# WHAT YOU HAVE TO DO
Retype the data below exactly, skipping pictures.

# DATA SECTION
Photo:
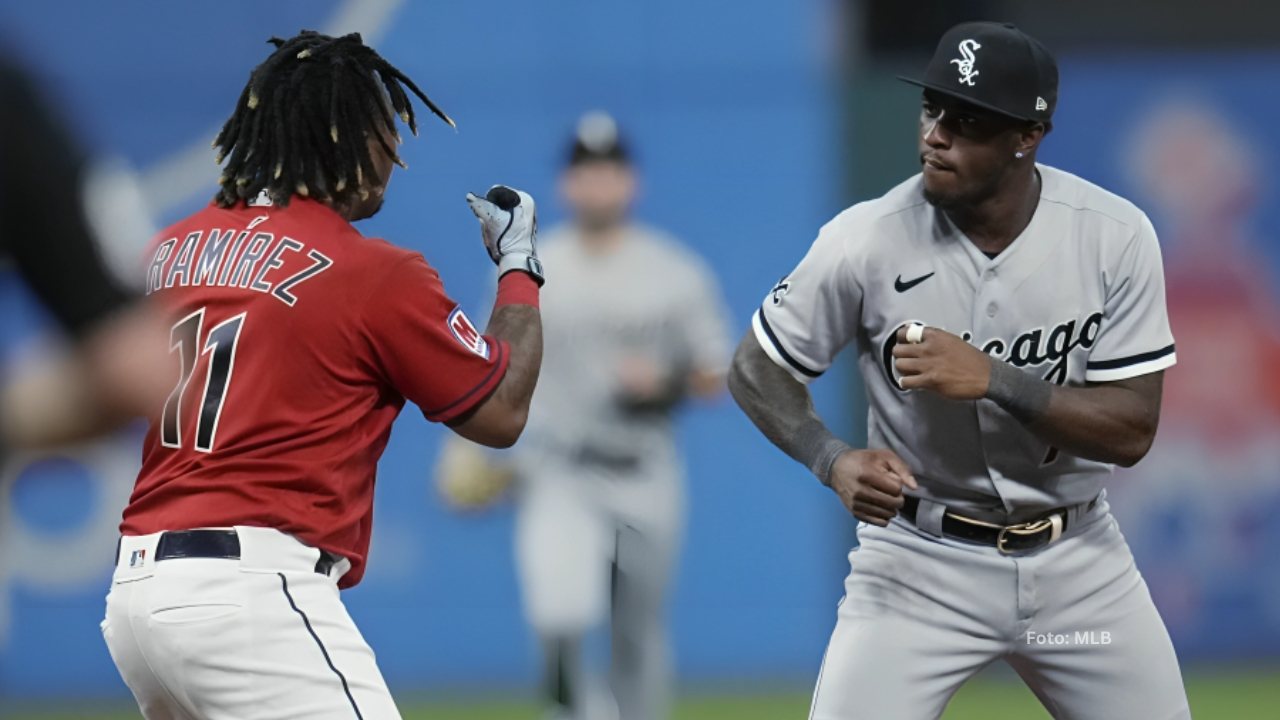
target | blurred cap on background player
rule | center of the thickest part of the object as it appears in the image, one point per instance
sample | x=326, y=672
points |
x=597, y=139
x=997, y=67
x=599, y=182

# SOLVED PROBLEM
Photo:
target | blurred cap on background player
rule | center of the thickest part of the object as it appears in the image, one point per instance
sample | x=326, y=672
points |
x=597, y=139
x=997, y=67
x=599, y=182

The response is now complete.